===== SUPPLIED MATERIAL =====
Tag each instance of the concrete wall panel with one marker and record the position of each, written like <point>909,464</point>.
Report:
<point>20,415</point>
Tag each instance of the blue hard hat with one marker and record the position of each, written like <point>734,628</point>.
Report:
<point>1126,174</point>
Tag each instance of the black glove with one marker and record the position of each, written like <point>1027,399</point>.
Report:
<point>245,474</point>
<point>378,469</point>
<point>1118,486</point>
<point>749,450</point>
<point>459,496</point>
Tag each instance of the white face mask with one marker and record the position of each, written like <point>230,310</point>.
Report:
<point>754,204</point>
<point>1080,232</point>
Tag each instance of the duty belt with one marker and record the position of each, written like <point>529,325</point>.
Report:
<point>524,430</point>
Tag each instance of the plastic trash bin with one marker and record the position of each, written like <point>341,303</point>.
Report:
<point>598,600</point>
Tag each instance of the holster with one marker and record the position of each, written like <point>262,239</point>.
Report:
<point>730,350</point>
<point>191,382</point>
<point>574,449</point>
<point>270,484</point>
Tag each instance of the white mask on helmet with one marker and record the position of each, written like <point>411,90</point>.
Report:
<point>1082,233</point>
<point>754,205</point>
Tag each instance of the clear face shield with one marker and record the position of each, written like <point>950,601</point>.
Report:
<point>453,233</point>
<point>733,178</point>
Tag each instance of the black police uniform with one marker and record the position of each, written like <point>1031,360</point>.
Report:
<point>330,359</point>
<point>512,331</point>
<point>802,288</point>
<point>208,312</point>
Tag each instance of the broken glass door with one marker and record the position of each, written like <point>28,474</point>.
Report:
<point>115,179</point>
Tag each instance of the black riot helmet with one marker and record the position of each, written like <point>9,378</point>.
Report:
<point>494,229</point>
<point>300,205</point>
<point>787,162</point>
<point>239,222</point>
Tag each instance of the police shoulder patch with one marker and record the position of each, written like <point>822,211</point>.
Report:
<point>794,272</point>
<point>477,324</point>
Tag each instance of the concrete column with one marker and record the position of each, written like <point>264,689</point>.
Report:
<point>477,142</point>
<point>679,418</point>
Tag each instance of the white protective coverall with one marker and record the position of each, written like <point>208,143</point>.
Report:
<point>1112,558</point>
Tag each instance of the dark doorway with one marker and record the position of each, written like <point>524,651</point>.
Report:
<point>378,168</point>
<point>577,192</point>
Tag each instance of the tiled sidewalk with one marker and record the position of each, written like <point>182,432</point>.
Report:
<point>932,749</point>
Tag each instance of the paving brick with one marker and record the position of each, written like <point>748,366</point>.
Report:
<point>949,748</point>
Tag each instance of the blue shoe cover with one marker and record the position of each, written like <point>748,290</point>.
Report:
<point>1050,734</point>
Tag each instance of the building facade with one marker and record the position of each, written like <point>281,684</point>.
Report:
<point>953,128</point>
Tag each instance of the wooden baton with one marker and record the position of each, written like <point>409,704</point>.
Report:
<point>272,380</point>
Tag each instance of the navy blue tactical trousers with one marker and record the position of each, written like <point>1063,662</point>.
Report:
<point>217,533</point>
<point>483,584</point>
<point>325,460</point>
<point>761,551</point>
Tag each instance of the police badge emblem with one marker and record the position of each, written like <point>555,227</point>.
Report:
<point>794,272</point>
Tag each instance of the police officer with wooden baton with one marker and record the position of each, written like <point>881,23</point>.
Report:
=====
**TASK DIRECTIONS:** Rewrite the rows from the start through the line containing "<point>20,415</point>", both ends included and the requests kept, adding 25 to every coordinate in the answer points. Leave the requests and their format samples unchanged.

**SOLUTION TO THIS PROBLEM:**
Tag each instance of the concrete wall panel with one marker and record the position of each, written like <point>909,464</point>.
Report:
<point>45,440</point>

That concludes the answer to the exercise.